[Start of Input]

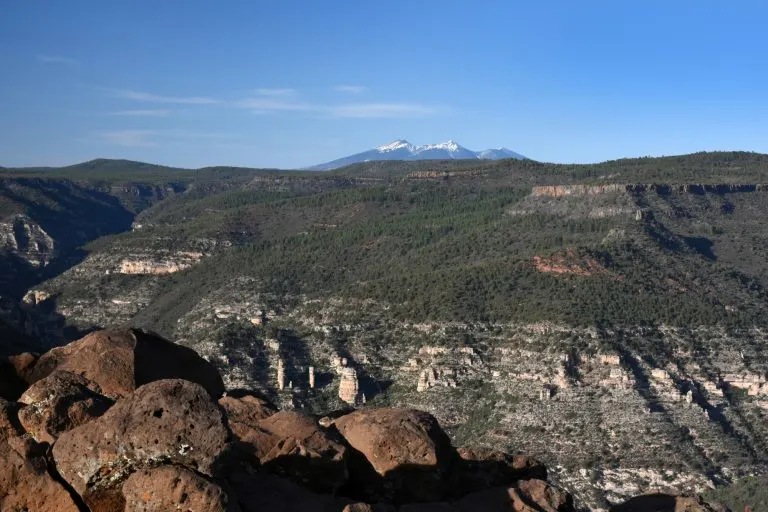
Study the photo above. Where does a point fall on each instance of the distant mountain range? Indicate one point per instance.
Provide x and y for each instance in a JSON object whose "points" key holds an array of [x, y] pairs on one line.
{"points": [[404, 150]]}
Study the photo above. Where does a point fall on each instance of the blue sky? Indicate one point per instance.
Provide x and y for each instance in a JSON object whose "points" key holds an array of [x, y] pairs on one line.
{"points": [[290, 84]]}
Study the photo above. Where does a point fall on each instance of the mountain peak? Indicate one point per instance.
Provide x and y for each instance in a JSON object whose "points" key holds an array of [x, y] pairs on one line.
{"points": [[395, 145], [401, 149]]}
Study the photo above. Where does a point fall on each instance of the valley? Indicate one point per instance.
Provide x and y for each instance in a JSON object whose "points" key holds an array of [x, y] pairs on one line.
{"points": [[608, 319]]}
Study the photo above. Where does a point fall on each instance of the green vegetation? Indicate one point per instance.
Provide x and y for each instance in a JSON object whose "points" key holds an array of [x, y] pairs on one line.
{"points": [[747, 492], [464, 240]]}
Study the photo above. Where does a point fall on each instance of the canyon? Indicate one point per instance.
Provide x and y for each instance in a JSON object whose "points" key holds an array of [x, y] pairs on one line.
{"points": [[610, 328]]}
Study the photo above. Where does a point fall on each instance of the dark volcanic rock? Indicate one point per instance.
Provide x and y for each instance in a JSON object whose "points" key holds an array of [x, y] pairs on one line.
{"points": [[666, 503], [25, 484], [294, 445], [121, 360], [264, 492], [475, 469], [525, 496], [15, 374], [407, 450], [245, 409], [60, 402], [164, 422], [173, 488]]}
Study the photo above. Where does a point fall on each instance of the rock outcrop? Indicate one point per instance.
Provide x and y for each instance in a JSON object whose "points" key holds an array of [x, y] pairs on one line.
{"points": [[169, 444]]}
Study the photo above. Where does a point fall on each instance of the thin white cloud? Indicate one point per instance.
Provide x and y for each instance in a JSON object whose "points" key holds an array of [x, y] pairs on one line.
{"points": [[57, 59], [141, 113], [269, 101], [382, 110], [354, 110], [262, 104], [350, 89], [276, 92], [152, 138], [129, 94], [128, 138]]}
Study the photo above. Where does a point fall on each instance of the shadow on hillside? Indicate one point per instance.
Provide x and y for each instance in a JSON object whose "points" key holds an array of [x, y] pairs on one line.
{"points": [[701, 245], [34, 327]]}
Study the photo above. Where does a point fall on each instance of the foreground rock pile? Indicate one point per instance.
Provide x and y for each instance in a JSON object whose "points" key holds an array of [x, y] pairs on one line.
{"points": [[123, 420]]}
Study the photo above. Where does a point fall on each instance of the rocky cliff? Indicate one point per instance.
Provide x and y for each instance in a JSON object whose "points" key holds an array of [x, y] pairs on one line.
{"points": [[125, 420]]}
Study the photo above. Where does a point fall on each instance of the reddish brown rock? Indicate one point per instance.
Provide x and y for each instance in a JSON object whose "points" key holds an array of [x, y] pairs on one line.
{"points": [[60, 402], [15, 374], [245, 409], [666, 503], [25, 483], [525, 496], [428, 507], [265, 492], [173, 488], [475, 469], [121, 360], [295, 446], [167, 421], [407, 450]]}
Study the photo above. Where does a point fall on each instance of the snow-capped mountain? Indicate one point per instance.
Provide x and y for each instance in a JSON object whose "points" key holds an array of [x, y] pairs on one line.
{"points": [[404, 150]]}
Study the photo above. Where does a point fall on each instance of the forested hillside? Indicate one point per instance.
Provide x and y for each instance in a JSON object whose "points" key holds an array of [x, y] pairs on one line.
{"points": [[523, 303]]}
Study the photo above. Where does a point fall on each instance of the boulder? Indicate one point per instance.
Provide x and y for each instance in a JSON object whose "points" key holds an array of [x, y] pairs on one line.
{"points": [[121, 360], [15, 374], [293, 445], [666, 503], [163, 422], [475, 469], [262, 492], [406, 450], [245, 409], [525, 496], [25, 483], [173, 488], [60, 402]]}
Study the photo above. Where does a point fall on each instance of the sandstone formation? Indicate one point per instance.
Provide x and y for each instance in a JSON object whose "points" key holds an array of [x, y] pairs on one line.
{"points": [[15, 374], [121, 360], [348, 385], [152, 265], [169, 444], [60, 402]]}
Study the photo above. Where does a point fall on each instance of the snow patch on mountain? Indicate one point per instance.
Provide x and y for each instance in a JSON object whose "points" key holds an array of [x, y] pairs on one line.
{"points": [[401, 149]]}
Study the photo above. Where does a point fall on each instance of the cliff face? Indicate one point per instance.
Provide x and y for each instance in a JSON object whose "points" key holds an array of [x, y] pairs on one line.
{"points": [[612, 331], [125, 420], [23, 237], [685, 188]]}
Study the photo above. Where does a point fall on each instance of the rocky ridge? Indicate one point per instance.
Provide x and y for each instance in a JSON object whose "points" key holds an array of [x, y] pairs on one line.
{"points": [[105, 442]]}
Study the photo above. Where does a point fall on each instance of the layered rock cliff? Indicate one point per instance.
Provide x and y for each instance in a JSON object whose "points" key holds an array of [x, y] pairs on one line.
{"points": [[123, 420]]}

[End of Input]

Short task:
Quote the line that contains "boulder? Indicate one point per instance." and each line after it through the end of the data, exactly, leaving out everything else.

Exercise output:
Study the photo above. Where does a point fall on each instance of the boulder? Indicate one point per instance.
Provide x and y for each instance in a JSON object whose "points" key holds an array of [x, y] pairs on one line.
{"points": [[121, 360], [15, 374], [293, 445], [666, 503], [163, 422], [475, 469], [262, 492], [406, 450], [245, 409], [525, 496], [25, 483], [173, 488], [60, 402]]}
Study the photo above. Where does a point fall on each instance of the sandstone formation? Indicate one point per instance.
Provide x and y for each instance in a JSON object whose "points" key holds an array of [x, y] pairs on one line.
{"points": [[15, 374], [121, 360], [348, 385], [152, 265], [169, 444], [60, 402]]}
Study the photo above. Where does a point fall on each instance of the snow patch on mountain? Indicate one point per instance.
Provide x and y for each instance in a JSON object whose "points" key holds an array of [x, y] pairs on one line.
{"points": [[401, 149]]}
Study the photo above. Where does a point fall on each instance of the cliff face? Indicate one point per instance.
Provide x and y for each instance in a JSON object whose "points" key holds an array of [x, y] pairs on one line.
{"points": [[612, 331], [125, 420], [23, 237], [685, 188]]}
Study the photo above. Where does a point fall on each instance of the rocky ridge? Indicate one point per instance.
Provide x and y for each instance in a JSON object whose "points" key holds an array of [x, y] pairs on one line.
{"points": [[105, 442]]}
Study the photo above. Where does a point fall on each instance of the layered rock cliff? Indicate one point per instance.
Provide x and y for each instance in a JSON object whose "points" key holds an array of [x, y] pairs on one line.
{"points": [[123, 420]]}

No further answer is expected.